WORK ORDER:
Write the data out again exactly, dropping any images it holds.

Point localization data

BEGIN

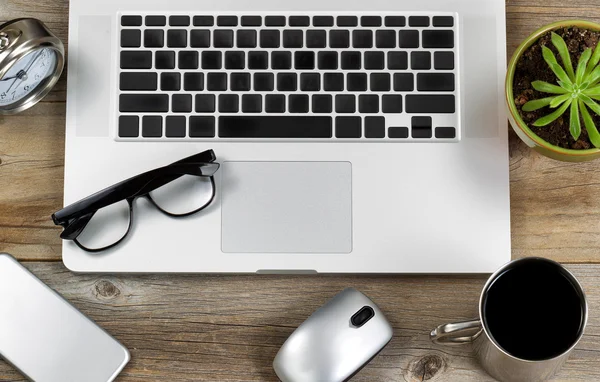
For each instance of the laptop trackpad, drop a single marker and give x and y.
(286, 207)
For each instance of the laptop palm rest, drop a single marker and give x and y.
(286, 207)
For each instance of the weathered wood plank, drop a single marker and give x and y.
(229, 328)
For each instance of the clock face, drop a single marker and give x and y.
(25, 76)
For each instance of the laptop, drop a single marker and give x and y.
(353, 137)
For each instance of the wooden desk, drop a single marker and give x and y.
(228, 328)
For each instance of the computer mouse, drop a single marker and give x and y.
(335, 342)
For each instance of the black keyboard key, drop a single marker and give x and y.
(179, 21)
(362, 38)
(368, 103)
(229, 103)
(293, 38)
(246, 38)
(258, 60)
(443, 60)
(129, 126)
(348, 127)
(275, 127)
(421, 127)
(397, 60)
(374, 60)
(310, 82)
(240, 82)
(404, 82)
(287, 82)
(138, 81)
(216, 82)
(205, 103)
(264, 82)
(321, 103)
(154, 38)
(328, 60)
(275, 21)
(211, 60)
(339, 39)
(438, 39)
(270, 38)
(395, 21)
(333, 82)
(251, 103)
(131, 38)
(345, 103)
(204, 21)
(251, 21)
(156, 21)
(445, 132)
(385, 39)
(136, 60)
(298, 103)
(188, 59)
(275, 103)
(380, 82)
(370, 21)
(408, 39)
(356, 82)
(223, 38)
(150, 103)
(443, 21)
(175, 127)
(351, 60)
(316, 38)
(299, 21)
(170, 81)
(420, 103)
(200, 38)
(304, 60)
(398, 132)
(374, 127)
(181, 103)
(202, 127)
(235, 60)
(177, 38)
(193, 81)
(323, 21)
(418, 21)
(152, 127)
(391, 103)
(420, 60)
(131, 21)
(281, 60)
(227, 21)
(431, 82)
(164, 60)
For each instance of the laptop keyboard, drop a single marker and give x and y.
(315, 77)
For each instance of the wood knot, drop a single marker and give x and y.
(107, 290)
(426, 368)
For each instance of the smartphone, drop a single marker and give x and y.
(46, 338)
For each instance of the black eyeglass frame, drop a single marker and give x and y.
(75, 217)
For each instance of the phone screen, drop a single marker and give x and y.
(46, 338)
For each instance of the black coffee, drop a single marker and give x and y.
(533, 311)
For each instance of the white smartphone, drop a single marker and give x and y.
(46, 338)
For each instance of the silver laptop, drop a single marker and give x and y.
(353, 137)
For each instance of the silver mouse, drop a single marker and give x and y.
(335, 342)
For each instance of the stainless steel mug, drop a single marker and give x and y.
(498, 362)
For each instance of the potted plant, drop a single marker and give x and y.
(553, 89)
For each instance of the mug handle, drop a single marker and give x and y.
(454, 334)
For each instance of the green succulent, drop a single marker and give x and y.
(577, 89)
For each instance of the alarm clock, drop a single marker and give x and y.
(31, 62)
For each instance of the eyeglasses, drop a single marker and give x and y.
(103, 220)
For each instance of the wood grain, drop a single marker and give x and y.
(229, 328)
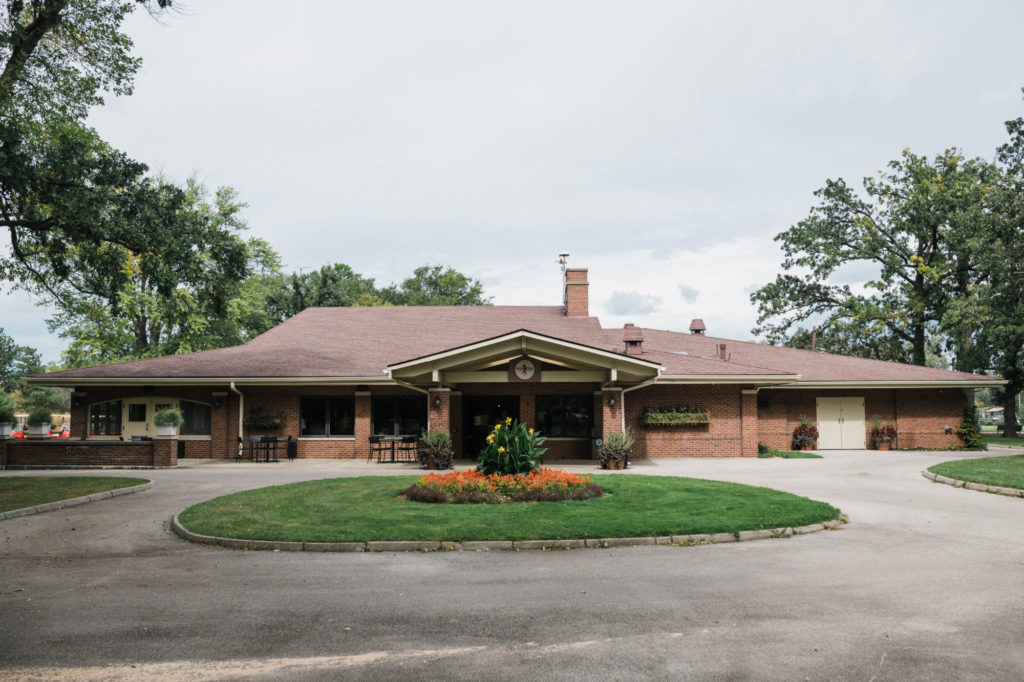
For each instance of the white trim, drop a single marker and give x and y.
(728, 379)
(896, 384)
(523, 334)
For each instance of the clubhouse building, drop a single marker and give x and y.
(332, 378)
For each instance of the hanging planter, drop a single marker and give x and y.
(675, 416)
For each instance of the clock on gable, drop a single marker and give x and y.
(524, 370)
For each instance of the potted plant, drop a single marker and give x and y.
(805, 435)
(883, 433)
(168, 420)
(614, 450)
(39, 421)
(436, 451)
(6, 415)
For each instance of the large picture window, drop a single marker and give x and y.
(327, 417)
(564, 416)
(104, 418)
(399, 416)
(197, 418)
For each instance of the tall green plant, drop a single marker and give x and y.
(511, 449)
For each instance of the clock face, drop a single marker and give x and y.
(524, 370)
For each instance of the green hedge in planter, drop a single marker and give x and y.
(675, 416)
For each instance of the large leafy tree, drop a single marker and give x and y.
(188, 291)
(15, 363)
(916, 225)
(60, 185)
(436, 285)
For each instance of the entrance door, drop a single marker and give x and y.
(480, 413)
(841, 423)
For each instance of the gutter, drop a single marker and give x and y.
(242, 411)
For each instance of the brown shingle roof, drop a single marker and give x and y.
(363, 342)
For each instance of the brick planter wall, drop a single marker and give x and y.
(68, 453)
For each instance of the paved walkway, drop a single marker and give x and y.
(924, 584)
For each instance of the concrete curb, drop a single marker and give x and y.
(981, 487)
(499, 545)
(74, 502)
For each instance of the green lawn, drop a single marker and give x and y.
(22, 492)
(1005, 471)
(997, 439)
(370, 509)
(790, 455)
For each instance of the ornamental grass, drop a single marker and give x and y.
(542, 484)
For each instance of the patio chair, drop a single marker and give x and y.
(407, 449)
(379, 448)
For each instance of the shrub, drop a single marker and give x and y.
(474, 487)
(970, 432)
(616, 445)
(6, 409)
(511, 449)
(168, 417)
(437, 443)
(805, 434)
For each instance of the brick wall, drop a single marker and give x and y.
(69, 453)
(724, 436)
(921, 414)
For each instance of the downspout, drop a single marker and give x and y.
(242, 411)
(416, 388)
(632, 388)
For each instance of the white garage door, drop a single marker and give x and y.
(841, 423)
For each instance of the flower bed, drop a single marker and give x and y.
(475, 487)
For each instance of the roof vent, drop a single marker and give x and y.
(633, 336)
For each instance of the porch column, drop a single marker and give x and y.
(611, 415)
(439, 409)
(361, 424)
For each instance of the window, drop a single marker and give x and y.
(104, 418)
(197, 418)
(565, 416)
(327, 417)
(399, 416)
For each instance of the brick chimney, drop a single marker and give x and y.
(633, 337)
(576, 298)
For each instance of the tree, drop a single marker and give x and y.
(919, 225)
(60, 184)
(336, 285)
(15, 363)
(186, 292)
(436, 285)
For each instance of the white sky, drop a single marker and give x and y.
(663, 144)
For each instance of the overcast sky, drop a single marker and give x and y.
(663, 144)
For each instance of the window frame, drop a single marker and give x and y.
(328, 400)
(587, 400)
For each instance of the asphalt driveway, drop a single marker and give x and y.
(926, 583)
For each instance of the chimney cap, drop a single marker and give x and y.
(632, 333)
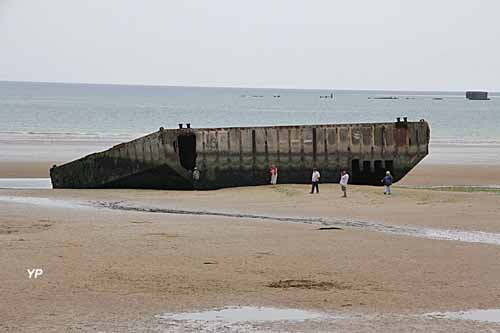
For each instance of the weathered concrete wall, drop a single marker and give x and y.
(242, 156)
(477, 95)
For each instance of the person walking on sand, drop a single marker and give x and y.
(344, 179)
(315, 180)
(274, 174)
(387, 180)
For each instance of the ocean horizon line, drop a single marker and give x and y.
(364, 90)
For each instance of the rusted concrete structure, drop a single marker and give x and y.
(241, 156)
(477, 95)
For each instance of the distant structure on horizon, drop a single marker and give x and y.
(477, 95)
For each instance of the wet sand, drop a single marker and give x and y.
(120, 269)
(117, 270)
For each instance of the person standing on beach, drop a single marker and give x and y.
(344, 179)
(196, 176)
(387, 180)
(274, 174)
(315, 180)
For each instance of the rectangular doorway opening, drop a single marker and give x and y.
(187, 150)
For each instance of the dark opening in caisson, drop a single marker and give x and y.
(187, 150)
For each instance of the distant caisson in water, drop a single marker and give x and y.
(241, 156)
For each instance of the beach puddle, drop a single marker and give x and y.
(236, 318)
(25, 183)
(487, 316)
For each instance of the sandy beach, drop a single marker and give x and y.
(110, 264)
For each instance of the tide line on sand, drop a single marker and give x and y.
(412, 231)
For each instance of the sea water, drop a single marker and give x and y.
(115, 113)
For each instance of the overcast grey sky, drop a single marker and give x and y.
(364, 44)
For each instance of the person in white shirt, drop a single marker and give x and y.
(344, 179)
(315, 180)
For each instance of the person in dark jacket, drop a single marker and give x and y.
(387, 180)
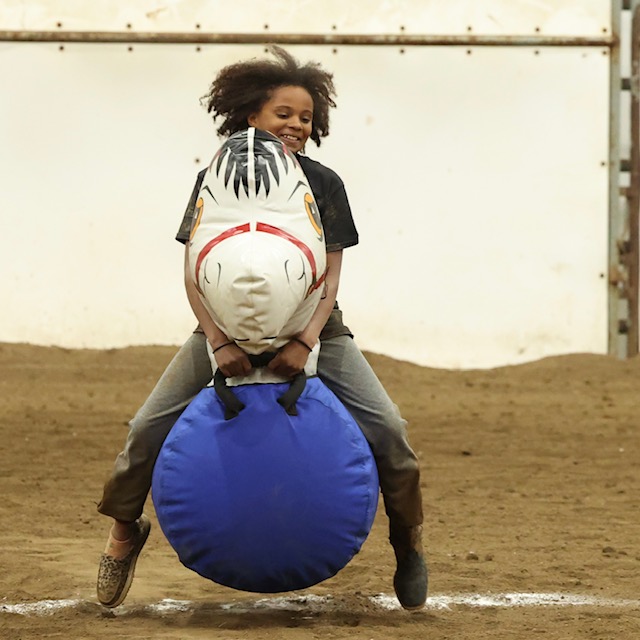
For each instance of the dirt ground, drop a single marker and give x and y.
(531, 479)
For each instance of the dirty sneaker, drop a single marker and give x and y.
(115, 575)
(411, 578)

END

WRITTEN ANSWER:
For each instance of the laptop trackpad, drop a single marker and give x and y.
(286, 207)
For each instance of the laptop palm rest, drop a single marker and give x and y.
(286, 207)
For each instance of the weathered wood plank, drop a single marker and give x and y.
(229, 328)
For each instance of the clock face, drop a single marker and give x and y.
(25, 76)
For each instance of the laptop, drop a single marker and give x and y.
(353, 137)
For each instance of the wooden desk, drop a single marker and give x and y.
(228, 328)
For each instance of the computer mouse, drop a single marker and give x and y.
(335, 342)
For each instance of the black keyboard key, drop a single marker and give x and y.
(179, 21)
(362, 38)
(368, 103)
(229, 103)
(293, 38)
(246, 38)
(258, 60)
(443, 60)
(129, 126)
(348, 127)
(275, 127)
(421, 127)
(397, 60)
(374, 60)
(310, 82)
(240, 82)
(404, 82)
(287, 82)
(138, 81)
(216, 82)
(205, 103)
(264, 82)
(321, 103)
(154, 38)
(328, 60)
(275, 21)
(211, 60)
(339, 39)
(438, 39)
(270, 38)
(395, 21)
(333, 82)
(251, 103)
(131, 38)
(345, 103)
(204, 21)
(251, 21)
(156, 21)
(445, 132)
(385, 39)
(136, 60)
(298, 103)
(188, 59)
(275, 103)
(380, 82)
(370, 21)
(408, 39)
(356, 82)
(223, 38)
(150, 103)
(443, 21)
(175, 127)
(351, 60)
(316, 38)
(299, 21)
(170, 81)
(420, 103)
(200, 38)
(304, 60)
(398, 132)
(374, 127)
(181, 103)
(202, 127)
(235, 60)
(177, 38)
(193, 81)
(323, 21)
(418, 21)
(152, 127)
(391, 103)
(420, 60)
(131, 21)
(281, 60)
(227, 21)
(431, 82)
(164, 60)
For each instance of the laptop keyboard, drop a single marker and give x and y.
(315, 77)
For each instance of the wood knot, drop a single marker and give x and y.
(107, 290)
(426, 368)
For each instance of the smartphone, drop a single marker and give x and y.
(46, 338)
For each instance of the black eyeglass frame, drop a single marker and give x and y.
(75, 217)
For each instance of the phone screen, drop a single marker and give x and y.
(46, 338)
For each instance of the black coffee, drop a single marker and give x and y.
(533, 311)
For each instance of the white smartphone, drop a single marker and give x and y.
(46, 338)
For each instance of the silver laptop, drop a single marker and give x and y.
(353, 137)
For each instance of the silver mouse, drop a single marker and give x and y.
(335, 342)
For each instance of the stainless steel mug, drop a single marker and give x and y.
(498, 362)
For each instance of the potted plant, drop a single marker and give x and y.
(553, 89)
For each instance of the mug handle, drop a single marker and give x and y.
(454, 334)
For each instance of the green succulent, drop a single marker and give x and y.
(577, 89)
For each instance of the alarm clock, drop a single marker and give x and y.
(31, 62)
For each instance of the eyeglasses, drop a single marker and give x and y.
(103, 220)
For each instance of the wood grain, drop a single marker and give x and y.
(229, 328)
For each instance of the white trim, drop a single marker and give x and y.
(728, 379)
(896, 384)
(523, 334)
For each instance of the clubhouse building, drop a single marker and give x and y.
(332, 378)
For each instance of the hanging planter, drop a single marker and give x and y.
(675, 416)
For each instance of the clock on gable, drop a single marker and give x and y.
(524, 370)
For each instance of the potted plant, drop a single marker and give x and y.
(805, 435)
(883, 433)
(168, 420)
(614, 450)
(39, 421)
(436, 451)
(6, 415)
For each instance of the large picture window, drop a single marker and give x and y.
(327, 417)
(564, 416)
(104, 418)
(399, 416)
(197, 418)
For each instance of the tall green plant, drop a single marker and give x and y.
(511, 449)
For each instance of the clock face, drop a single marker and give x and y.
(524, 370)
For each instance of the green hedge in planter, drop a single marker and give x and y.
(675, 416)
For each instance of the large leafy tree, drop a single marker and give x and y.
(188, 291)
(15, 363)
(916, 225)
(60, 185)
(436, 285)
For each instance of the entrance door, drop a single marker and give x and y.
(480, 413)
(841, 423)
For each instance of the gutter, drop a single marker and give x and y.
(242, 411)
For each instance of the brown shingle roof, drop a single marker and give x and y.
(363, 342)
For each instance of the brick planter wall, drop a single marker and give x and y.
(68, 453)
For each instance of the paved walkway, drop a single marker and give x and y.
(924, 584)
For each instance of the concrete curb, drop a single marker and give x and y.
(981, 487)
(499, 545)
(74, 502)
For each instance of the green lawn, drop a single marker and give x and y.
(22, 492)
(1005, 471)
(997, 439)
(370, 509)
(790, 455)
For each instance of the ornamental grass, drop a single marker and give x and y.
(542, 484)
For each instance of the patio chair, drop a single marker and give x and y.
(407, 449)
(379, 448)
For each instance of the shrub, drop a single marker and give x and y.
(474, 487)
(970, 432)
(616, 445)
(6, 409)
(511, 449)
(168, 417)
(437, 443)
(805, 434)
For each instance of the brick wall, drop a single marker and give x and y.
(69, 453)
(724, 436)
(921, 414)
For each instance of the downspout, drop a single marker and give x and y.
(242, 411)
(416, 388)
(632, 388)
For each instance of the white garage door, drop a single marker and give x and y.
(841, 423)
For each instance of the flower bed, drop a single marker and give x and y.
(475, 487)
For each instance of the roof vent, drop a single marker and give x and y.
(633, 336)
For each instance of the porch column, drop a single marker and give x and y.
(611, 415)
(439, 409)
(361, 424)
For each instance of the window, drop a single marker and give x and y.
(104, 418)
(197, 418)
(565, 416)
(327, 417)
(399, 416)
For each instance of the brick chimney, drop a single marker and give x and y.
(633, 337)
(576, 298)
For each instance of the tree, drop a single marker and give x and y.
(919, 225)
(60, 184)
(336, 285)
(15, 363)
(186, 292)
(436, 285)
For each instance of the white sky, drop a single marker and give x and y.
(663, 144)
For each instance of the overcast sky, drop a single marker and give x and y.
(663, 144)
For each instance of the window frame, drop a single marker and give x and y.
(328, 400)
(587, 400)
For each instance of the asphalt driveway, drop a single marker and give x and y.
(926, 583)
For each instance of the chimney cap, drop a single marker and give x and y.
(632, 333)
For each instance of the weathered concrete wall, drop a single marker and give x and y.
(242, 156)
(477, 95)
For each instance of the person walking on sand, drop a single marker and give x and y.
(344, 179)
(315, 180)
(274, 174)
(387, 180)
For each instance of the ocean horizon line, drop a single marker and give x and y.
(364, 90)
For each instance of the rusted concrete structure, drop a single marker and give x and y.
(241, 156)
(477, 95)
For each instance of the distant structure on horizon, drop a single marker and give x and y.
(477, 95)
For each instance of the wet sand, drop a single marker and give x and y.
(120, 269)
(117, 270)
For each instance of the person standing on beach, drop a single marker and give x and y.
(344, 179)
(196, 176)
(387, 180)
(274, 174)
(315, 180)
For each instance of the rectangular doorway opening, drop a single marker and give x and y.
(187, 150)
For each instance of the dark opening in caisson, drop a single marker and give x and y.
(187, 150)
For each instance of the distant caisson in water, drop a single marker and give x and y.
(241, 156)
For each instance of the beach puddle, drop a single marker and give x and y.
(236, 318)
(25, 183)
(487, 316)
For each instance of the sandy beach, drop a single marker and give x and y.
(110, 264)
For each instance of the tide line on sand, drop a single marker and give x and y.
(412, 231)
For each instance of the sea water, drop a single marker and give x and y.
(115, 113)
For each instance of the overcast grey sky, drop a single marker and give x and y.
(364, 44)
For each instance of the person in white shirt, drop a single marker and give x and y.
(344, 179)
(315, 180)
For each instance of the person in dark jacket, drop a single marker and give x and y.
(387, 180)
For each instance of the dirt ground, drop a single marker and give x and y.
(531, 479)
For each instance of the dirty sneaker, drop a single marker and give x and y.
(115, 575)
(411, 578)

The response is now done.